**Page excerpt**

----------

Ultimately, McWorld will continue to prosper while weeding out the cancerous components of itself such as pollution, which according to Murphy “Will be levied with a carbon tax, as the name implies, taxes fuels on the basis of their carbon content.” Such a tax would reduce waste and over-production, because it would make it more expensive to produce carbon based fuels, which causes pollution.

Perhaps, most striking of all the events since September 11, is McWorld’s rediscovery of compassion. According to Hamel, “America’s relief efforts after both world wars reflected the same national qualities that led one British paper to comment, as the U.S. retaliation in Afghanistan got underway, “Certainly there can never have been [a war] in which an attacker delivers to enemy territory not only cruise missiles…but emergency food rations, virtually simultaneously.”

The devastation of September 11 has left many skeptical as to how this magnificent city would recover after suffering the brunt of the attacks. Passaro said, “The attack may hasten the end of moneyed Manhattan’s glittering excesses.” While Weisberg said, “The connection between catastrophe and progress is essential to the city’s history. Many of New York’s great achievements were responses to disaster.” And Ferguson said, “The only surprising thing was that New York was spared for so long. If economics could be globalized, why not political violence?” However, perhaps the greatest recovery McWorld could hope for now according to Dominus “Is the Mending of a Psyche.”

----------

Stored entries:
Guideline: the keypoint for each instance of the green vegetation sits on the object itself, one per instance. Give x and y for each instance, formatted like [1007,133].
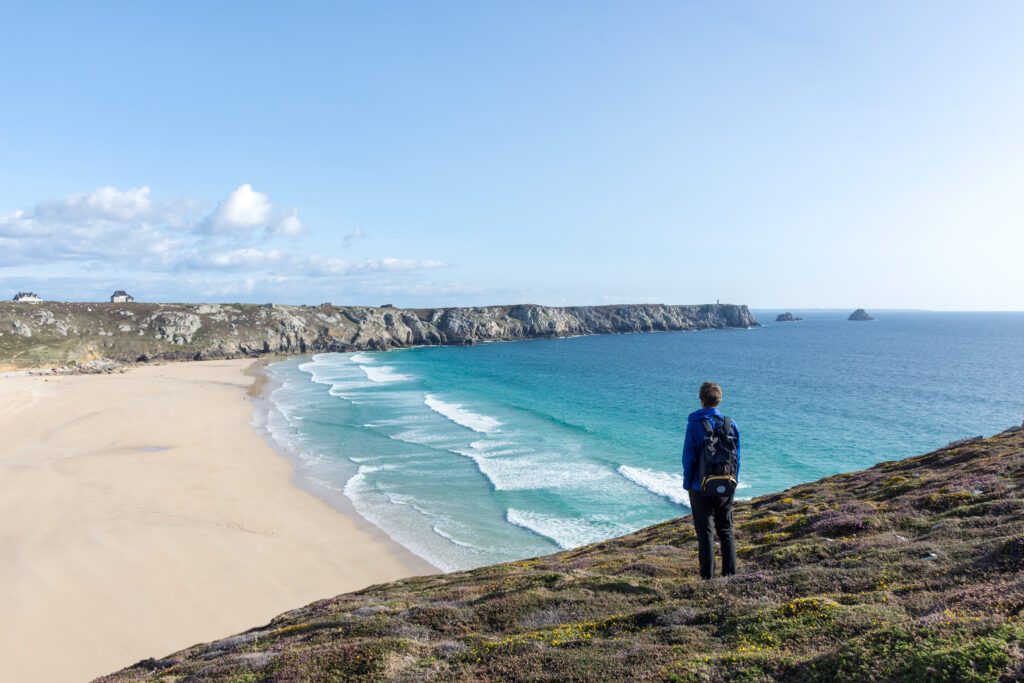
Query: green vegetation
[842,580]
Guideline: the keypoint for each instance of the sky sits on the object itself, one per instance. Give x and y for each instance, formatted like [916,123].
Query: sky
[784,155]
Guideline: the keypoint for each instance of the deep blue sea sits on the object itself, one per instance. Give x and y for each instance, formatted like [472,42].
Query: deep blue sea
[469,456]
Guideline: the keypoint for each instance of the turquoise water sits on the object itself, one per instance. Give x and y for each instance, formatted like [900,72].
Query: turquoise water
[469,456]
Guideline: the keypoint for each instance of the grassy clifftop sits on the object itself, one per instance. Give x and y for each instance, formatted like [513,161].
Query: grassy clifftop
[909,570]
[53,333]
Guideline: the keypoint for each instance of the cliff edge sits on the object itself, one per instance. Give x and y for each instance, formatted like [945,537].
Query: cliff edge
[55,333]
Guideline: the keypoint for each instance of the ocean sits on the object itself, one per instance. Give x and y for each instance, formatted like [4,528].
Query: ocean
[470,456]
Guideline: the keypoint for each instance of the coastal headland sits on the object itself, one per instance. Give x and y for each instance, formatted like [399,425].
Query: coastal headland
[143,513]
[910,570]
[55,334]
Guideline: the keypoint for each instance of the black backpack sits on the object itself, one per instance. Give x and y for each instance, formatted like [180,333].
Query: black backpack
[717,461]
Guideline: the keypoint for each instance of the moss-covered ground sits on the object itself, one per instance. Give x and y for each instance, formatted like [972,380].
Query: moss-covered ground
[910,570]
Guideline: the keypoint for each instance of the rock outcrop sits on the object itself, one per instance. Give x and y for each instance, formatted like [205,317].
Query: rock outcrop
[67,333]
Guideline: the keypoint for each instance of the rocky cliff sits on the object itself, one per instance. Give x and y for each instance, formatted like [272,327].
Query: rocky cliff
[911,570]
[55,333]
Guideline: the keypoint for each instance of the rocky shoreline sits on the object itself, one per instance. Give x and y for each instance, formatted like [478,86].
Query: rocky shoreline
[59,334]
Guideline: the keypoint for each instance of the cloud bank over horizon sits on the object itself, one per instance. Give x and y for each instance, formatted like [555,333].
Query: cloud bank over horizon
[244,246]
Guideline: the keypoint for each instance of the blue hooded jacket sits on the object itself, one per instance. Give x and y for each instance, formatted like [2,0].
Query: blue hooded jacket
[694,437]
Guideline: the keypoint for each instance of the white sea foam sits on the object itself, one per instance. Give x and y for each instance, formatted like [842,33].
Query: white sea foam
[510,468]
[419,437]
[567,532]
[383,374]
[483,424]
[666,484]
[448,537]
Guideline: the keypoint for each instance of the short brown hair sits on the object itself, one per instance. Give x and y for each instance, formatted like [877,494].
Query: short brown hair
[711,394]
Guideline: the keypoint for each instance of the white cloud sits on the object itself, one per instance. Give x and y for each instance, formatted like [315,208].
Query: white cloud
[104,204]
[229,249]
[353,237]
[244,208]
[289,224]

----------

**Exercise tasks**
1 – In the McWorld passage, rewrite the stretch from "Ultimately, McWorld will" through "which causes pollution.", swapping "pollution" for "smog".
2 – Name everyone the McWorld passage quotes or cites by name.
3 – Pick up the McWorld passage where it stops and keep writing.

**Answers in order**
1 –
Ultimately, McWorld will continue to prosper while weeding out the cancerous components of itself such as smog, which according to Murphy “Will be levied with a carbon tax, as the name implies, taxes fuels on the basis of their carbon content.” Such a tax would reduce waste and over-production, because it would make it more expensive to produce carbon based fuels, which causes smog.

2 – Murphy, Hamel, Passaro, Weisberg, Ferguson, Dominus

3 –
While the impact of the terrorist acts on September 11 has jolted McWorld and sent it into a temporary tailspin, McWorld is now starting to show sings of stabilizing three months later. This stabilization is more physical than mental presently. Corporations are not announcing massive layoffs as they once did almost immediately after the attacks of September 11.

The greatest challenge for McWorld remains the psyche of its consumers. The terrorist attacks have detached them from their security blanket and have practically forced them into a state of hibernation. Until consumers regain their confidence they will not spend as highlighted in the November retail sales number, which fell “3.8%” according to Miles. Consumers will only

resume their spending patterns once they feel secure once again. Until then their will continue to be a precipitous drop in their spending. This fall-off in spending will result in businesses reporting flat to no earnings quarter over quarter, and year over year.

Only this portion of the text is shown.